▶ _EXCERPT_
-- Opening Marker --
Key Takeaways: Packaging is as important as formulations. “At the end of the day, people buy into the brand, and I absolutely believe the packaging matters,” said Dossa. Function of Beauty puts customers’ names on its bottles, and Dossa said the names elicit an emotional response.

Dossa suggests brand founders pay especially close attention to two metrics: net promoter score (NPS) and reviews. NPS is determined by the number of “attractors” or people recommending a product to a friend on a scale of one to 10 minus the people deterring friends from buying it. Ideally, the output of the two scores should yield a positive number. Between NPS and reviews, Dossa finds reviews more important. Out of approximately 100,000 reviews, Function of Beauty’s shampoos and conditioners have scored an average of 4.7 out of 5.

Function of Beauty’s L Catterton series B funding is integral in supporting the scaling of its operations. The brand inked an agreement to make its retail debut exclusively at Target starting December 2020. Dossa said, “I wouldn’t necessarily raise money at a premium from a particular partner because you just never know how you’re going to work with them. You always have to find that balance between dilution and making sure you have enough capital to keep waging war.”

Hero Cosmetics’ Mighty Patch is loaded with 173 micropoints that deliver pimple-fighting ingredients like salicylic acid, sodium hyaluronate, glycerin and tea tree leaf oil bringing the zit to a head or stopping it in its tracks.

Ju Rhyu, Co-Founder and CEO of Hero Cosmetics

Inspiration: Rhyu previously was employed at some of the world’s largest companies, including Kraft Foods, American Express and Samsung, where she launched new products and executed multichannel marketing campaigns. She was also head of marketing for K-Beauty brand Peach & Lily and run K-Beauty consultancy Inside the Raum. Dealing with an acne outbreak in South Korea, Rhyu discovered acne patches. They worked so well she figured American consumers would be interested in them. With siblings Dwight Lee and Andrew Lee, she launched Hero Cosmetics in 2017 with a single stockkeeping unit, Mighty Patch.
-- Closing Marker --
▶ _INFORMATION PROVIDED_
-- Opening Marker --
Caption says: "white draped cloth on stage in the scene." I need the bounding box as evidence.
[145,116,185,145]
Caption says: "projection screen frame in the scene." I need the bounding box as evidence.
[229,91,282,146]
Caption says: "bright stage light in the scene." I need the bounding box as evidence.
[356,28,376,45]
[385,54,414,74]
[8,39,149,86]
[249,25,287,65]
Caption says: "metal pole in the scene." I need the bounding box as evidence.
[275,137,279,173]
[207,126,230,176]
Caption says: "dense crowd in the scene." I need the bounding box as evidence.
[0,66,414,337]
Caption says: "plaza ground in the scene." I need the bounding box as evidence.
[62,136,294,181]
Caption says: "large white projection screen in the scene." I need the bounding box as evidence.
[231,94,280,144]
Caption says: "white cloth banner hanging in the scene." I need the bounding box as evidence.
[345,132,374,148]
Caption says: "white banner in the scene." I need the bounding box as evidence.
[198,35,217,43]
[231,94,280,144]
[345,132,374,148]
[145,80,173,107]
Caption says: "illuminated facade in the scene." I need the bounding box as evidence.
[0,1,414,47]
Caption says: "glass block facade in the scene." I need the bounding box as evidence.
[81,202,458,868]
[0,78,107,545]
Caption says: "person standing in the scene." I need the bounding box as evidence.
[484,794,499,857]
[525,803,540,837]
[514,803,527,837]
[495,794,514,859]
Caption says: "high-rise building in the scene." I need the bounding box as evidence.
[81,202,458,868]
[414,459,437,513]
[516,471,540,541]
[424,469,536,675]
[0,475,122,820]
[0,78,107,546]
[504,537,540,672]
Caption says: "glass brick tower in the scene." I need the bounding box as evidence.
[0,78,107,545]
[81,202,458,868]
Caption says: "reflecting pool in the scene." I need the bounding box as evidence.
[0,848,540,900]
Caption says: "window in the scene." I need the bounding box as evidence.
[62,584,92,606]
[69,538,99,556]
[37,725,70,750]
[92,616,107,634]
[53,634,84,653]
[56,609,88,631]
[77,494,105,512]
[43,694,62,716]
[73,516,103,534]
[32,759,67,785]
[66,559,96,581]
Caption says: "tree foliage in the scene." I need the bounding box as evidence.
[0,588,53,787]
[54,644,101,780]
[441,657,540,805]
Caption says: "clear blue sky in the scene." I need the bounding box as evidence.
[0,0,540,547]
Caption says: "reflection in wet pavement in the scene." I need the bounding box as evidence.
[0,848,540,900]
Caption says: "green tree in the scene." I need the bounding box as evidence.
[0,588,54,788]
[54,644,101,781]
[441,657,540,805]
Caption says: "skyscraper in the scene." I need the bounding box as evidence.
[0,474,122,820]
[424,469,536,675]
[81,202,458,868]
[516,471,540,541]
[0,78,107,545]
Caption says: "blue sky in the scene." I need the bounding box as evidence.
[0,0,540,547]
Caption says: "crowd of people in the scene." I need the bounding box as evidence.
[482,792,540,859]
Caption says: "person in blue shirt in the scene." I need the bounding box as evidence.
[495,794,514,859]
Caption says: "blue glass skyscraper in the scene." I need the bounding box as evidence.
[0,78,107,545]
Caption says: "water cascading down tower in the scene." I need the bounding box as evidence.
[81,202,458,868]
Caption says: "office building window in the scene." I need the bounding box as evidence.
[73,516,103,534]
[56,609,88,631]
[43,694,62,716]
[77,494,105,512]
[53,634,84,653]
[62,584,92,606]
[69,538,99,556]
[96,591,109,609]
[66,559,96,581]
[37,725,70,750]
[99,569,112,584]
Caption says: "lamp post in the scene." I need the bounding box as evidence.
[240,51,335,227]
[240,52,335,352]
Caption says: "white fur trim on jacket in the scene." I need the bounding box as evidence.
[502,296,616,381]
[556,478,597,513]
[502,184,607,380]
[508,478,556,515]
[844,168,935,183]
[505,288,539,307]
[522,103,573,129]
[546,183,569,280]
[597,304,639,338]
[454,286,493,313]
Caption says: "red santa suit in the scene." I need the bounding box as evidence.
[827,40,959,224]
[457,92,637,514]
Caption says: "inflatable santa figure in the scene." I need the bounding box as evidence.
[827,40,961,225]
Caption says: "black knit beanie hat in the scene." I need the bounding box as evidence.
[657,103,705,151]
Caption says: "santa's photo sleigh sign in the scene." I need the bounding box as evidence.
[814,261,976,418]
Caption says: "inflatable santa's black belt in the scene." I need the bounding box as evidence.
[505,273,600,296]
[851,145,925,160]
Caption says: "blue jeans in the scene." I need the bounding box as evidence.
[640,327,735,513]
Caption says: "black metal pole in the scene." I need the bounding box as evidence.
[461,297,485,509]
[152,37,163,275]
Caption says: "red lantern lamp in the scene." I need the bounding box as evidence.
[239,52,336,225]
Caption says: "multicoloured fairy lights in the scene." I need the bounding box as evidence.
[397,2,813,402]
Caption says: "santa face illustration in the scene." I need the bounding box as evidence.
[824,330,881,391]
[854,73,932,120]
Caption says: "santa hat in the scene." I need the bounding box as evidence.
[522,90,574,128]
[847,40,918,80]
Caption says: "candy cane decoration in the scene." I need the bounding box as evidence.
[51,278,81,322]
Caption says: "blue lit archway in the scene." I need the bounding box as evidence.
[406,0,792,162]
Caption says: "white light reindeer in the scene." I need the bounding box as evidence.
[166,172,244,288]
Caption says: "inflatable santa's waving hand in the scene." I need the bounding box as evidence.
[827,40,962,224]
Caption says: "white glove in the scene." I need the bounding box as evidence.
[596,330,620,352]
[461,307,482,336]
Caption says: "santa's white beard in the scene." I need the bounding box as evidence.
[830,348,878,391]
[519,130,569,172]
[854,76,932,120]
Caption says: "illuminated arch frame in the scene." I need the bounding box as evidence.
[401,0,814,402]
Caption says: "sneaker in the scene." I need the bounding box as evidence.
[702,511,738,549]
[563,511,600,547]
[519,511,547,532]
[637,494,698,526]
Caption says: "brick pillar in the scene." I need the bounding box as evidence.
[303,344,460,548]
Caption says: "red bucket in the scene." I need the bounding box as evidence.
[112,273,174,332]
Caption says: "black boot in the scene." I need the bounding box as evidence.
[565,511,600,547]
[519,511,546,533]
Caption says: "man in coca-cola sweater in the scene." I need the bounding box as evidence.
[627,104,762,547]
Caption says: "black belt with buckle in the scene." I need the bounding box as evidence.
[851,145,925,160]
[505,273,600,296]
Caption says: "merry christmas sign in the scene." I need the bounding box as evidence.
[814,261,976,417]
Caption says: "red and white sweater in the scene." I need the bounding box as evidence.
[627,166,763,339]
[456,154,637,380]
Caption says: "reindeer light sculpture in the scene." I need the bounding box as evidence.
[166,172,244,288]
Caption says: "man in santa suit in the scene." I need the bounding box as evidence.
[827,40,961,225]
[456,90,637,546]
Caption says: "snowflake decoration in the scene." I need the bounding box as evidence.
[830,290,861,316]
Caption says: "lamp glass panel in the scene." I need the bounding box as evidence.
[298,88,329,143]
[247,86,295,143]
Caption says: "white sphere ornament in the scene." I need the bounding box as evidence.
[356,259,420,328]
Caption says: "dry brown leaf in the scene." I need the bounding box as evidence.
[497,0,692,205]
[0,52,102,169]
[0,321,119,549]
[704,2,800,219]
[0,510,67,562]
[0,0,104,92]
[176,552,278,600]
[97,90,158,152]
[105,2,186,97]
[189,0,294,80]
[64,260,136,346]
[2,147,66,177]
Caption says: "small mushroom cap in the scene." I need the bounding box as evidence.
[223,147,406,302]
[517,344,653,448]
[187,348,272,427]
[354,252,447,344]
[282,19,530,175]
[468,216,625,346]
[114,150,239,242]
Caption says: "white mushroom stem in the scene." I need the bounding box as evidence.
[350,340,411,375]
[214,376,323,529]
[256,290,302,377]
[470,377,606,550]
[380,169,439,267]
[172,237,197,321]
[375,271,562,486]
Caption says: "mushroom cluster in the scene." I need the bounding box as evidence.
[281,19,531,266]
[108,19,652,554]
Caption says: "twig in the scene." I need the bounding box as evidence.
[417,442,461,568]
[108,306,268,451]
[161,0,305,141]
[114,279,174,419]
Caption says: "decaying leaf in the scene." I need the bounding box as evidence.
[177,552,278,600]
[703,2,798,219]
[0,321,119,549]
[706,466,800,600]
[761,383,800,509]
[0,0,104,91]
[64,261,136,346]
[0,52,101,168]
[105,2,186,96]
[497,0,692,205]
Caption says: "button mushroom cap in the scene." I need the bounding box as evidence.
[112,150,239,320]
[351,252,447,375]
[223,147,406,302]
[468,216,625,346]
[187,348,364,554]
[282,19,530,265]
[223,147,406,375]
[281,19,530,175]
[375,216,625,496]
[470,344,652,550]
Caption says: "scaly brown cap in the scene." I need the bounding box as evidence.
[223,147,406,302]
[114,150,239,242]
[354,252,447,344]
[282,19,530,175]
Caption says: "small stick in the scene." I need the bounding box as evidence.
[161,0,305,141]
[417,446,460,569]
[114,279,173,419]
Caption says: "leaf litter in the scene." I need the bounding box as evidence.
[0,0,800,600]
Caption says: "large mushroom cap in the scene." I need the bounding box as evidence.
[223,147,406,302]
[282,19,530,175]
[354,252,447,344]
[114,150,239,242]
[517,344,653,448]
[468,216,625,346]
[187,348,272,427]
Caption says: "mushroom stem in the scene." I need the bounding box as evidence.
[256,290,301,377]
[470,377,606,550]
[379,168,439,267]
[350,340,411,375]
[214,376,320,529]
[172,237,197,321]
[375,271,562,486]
-- Closing Marker --
▶ _INSTRUCTIONS_
- a) In the excerpt on beauty brand founders, which retailer did Function of Beauty agree to make its retail debut with, and starting when?
- b) Continue the excerpt on beauty brand founders from its final sentence, about Hero Cosmetics' 2017 launch with Mighty Patch.

▶ _SOLVED PROBLEMS_
- a) Target, exclusively, starting December 2020.

- b)
Pivots: Hero Cosmetics bootstrapped for its first three years on the market. At the beginning, managing cash flow was a preoccupation. It can take six months for a retailer to process and pay for purchase orders. Initially, a face mask was going to be Hero Cosmetics’ second product, but Rhyu changed course on the advice of an investor and mentor, and opted to deepen the brand’s bench in patches instead. Rhyu recounted, “She said, ‘You should dominate patches. Do patches in every shape, size, for every need. That’s what you should be known for.’…That’s what we did, and it was the right decision.”

Key Takeaways: The pandemic-stoked demand for “maskne” products was advantageous for Hero Cosmetics. Because the brand was readily available online and offline, it was able to satisfy the demand. Customers who came to the brand to handle “maskne”—and regular acne—returned to it. “The product category continues to resonate with people,” said Rhyu. She continued, “I knew my own frustrations with acne products, and I knew it could work for other people, so a lot of our product innovation comes from our collective experience.”

From the outset, Rhyu planned for Hero Cosmetics to pursue an omnichannel distribution strategy. Unlike many brands that head into traditional retail outlets initially, it started on Amazon before landing at brick-and-mortar locations and fleshing out a DTC site. “We want people to buy our products wherever they want to buy them,” said Rhyu. Having a line of credit helped the brand push through tough cash-flow moments prior to its minority investment from Aria Growth Partners.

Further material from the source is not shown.